■ Text extract:
Knowing that this was one aspect of retirement that my husband had a hard time with, I’ve become acutely aware of the large and small interactions that occur throughout the work day. Even simple greetings and casual conversations add to my enjoyment and I know that I will miss the easy comradery of being a member of a well-functioning team.

Over the years, I have developed varying levels of friendships with co-workers. Some of them I see outside of work, and I hope that will continue, but most are those types of friendships that are based on our shared circumstance. I imagine that most of these relationships will fade away soon after we are no longer working together. Our intentions might be sincere, but it will really take an effort—most likely mostly on my part—to stay in touch. Because they will still have the constraints of a full-time job, it will be up to me to arrange get-togethers that fit around their schedules.

Bucket

I know that the most effective way to mitigate my concerns is to start putting in place several items on my “bucket list” of activities I want to enjoy in retirement; the ones that I find difficult to do now because of time constraints. A few that come to mind are:

Find—or start—a book club
I have “test-driven” several established book clubs over the years, but have yet to find one with the right combination of serious and social. Great books and stimulating conversation, enjoyed in a social atmosphere that includes shared food and wine… that is what I’ll be looking for.

Identify exercise buddies
Soon I will be able to go to the gym, power walk, ride my bike, take yoga, etc. anytime I want so I need to find others who are on a similar non-schedule. There are lots of things I like to do alone, but friends can make exercise more enjoyable and help maintain the motivation.

Sign up for some classes
After years of reading longingly about classes, workshops, lectures, etc. that I couldn’t participate in because of my work schedule, I can now attend! Although I expect that my desire to learn new things will be ongoing, I want to identify a few possibilities right away so that I am inspired to get up, get dressed, and get going.

■ Entries pointing to named objects:
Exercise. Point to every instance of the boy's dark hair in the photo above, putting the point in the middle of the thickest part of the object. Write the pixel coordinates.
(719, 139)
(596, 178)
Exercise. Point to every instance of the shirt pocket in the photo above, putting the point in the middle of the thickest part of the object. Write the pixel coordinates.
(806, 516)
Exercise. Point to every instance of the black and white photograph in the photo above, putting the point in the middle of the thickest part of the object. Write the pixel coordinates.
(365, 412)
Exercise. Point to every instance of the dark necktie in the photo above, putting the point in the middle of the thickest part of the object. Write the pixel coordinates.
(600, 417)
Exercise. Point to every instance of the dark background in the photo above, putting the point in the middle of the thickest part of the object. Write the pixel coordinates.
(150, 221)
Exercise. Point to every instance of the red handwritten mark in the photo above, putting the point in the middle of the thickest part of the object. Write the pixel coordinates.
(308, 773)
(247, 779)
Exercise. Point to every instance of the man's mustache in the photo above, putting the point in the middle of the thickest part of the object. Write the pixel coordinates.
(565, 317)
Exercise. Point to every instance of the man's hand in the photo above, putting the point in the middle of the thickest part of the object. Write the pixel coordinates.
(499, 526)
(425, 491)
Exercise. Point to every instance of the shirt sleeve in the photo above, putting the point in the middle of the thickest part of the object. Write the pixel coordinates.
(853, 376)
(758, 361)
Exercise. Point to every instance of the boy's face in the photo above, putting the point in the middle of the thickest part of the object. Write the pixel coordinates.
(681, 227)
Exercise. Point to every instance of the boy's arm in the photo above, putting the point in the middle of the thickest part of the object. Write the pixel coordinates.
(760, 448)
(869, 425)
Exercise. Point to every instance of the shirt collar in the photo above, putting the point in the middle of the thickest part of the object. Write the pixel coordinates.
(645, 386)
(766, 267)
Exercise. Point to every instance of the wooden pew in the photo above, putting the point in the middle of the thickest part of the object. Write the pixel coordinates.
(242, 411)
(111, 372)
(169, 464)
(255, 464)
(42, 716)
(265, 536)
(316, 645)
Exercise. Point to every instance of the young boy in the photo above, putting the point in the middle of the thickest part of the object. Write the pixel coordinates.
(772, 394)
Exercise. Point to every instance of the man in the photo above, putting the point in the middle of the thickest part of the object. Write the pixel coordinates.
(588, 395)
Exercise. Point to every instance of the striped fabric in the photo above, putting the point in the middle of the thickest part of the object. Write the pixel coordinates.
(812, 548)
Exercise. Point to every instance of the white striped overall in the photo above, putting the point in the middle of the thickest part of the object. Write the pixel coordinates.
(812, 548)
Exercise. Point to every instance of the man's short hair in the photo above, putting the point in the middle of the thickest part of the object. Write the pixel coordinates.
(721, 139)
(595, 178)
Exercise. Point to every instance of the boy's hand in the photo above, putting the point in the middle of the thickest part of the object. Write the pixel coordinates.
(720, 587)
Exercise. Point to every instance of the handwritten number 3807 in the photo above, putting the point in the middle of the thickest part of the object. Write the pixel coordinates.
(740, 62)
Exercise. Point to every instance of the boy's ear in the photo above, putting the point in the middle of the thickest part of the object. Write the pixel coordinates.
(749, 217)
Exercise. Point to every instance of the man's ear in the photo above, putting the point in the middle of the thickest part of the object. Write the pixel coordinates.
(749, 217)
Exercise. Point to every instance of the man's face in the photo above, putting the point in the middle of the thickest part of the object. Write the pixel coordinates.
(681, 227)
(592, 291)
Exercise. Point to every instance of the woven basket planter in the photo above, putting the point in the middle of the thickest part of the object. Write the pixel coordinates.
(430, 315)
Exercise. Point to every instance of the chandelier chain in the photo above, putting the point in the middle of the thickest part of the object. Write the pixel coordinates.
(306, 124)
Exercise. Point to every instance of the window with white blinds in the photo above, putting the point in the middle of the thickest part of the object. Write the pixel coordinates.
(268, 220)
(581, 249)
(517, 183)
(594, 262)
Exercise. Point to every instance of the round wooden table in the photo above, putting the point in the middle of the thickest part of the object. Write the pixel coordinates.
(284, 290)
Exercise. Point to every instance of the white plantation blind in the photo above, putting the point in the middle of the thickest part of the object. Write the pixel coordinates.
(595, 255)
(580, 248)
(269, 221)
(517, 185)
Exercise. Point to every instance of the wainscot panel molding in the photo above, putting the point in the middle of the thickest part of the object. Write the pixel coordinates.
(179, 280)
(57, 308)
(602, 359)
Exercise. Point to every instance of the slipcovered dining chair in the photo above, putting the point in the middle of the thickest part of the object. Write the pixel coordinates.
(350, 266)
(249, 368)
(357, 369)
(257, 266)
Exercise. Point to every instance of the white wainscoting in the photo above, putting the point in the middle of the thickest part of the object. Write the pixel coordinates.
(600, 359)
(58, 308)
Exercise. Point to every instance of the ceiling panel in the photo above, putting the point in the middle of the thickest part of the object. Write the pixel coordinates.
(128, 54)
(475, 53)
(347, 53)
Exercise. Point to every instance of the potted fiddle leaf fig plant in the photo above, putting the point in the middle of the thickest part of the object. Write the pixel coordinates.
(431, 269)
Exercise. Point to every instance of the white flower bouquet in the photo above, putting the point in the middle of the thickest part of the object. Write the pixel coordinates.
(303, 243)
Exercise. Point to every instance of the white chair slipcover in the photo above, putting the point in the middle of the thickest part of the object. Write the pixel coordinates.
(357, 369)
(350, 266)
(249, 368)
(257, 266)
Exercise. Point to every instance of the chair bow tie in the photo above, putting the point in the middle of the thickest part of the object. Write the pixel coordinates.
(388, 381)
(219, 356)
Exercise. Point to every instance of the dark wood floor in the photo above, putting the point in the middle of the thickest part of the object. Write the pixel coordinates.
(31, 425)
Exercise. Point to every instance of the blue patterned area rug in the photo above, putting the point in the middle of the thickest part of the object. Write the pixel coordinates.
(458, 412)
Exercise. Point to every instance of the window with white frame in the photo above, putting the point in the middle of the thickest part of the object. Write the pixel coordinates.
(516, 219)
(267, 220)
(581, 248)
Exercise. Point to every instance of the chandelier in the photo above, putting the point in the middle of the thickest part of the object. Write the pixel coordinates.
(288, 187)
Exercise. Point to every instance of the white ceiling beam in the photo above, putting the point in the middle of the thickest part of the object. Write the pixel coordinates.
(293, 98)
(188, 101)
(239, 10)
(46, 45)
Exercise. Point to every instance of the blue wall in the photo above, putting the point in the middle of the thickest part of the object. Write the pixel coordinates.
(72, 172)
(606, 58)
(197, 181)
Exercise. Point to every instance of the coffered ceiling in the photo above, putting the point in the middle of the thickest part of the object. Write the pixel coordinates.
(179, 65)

■ Goal of the exercise:
Write out the passage of the retirement text that opens with the words containing "Sign up for" and closes with "and get going.". These records are not required for anything that is asked here.

■ Result:
Sign up for some classes
After years of reading longingly about classes, workshops, lectures, etc. that I couldn’t participate in because of my work schedule, I can now attend! Although I expect that my desire to learn new things will be ongoing, I want to identify a few possibilities right away so that I am inspired to get up, get dressed, and get going.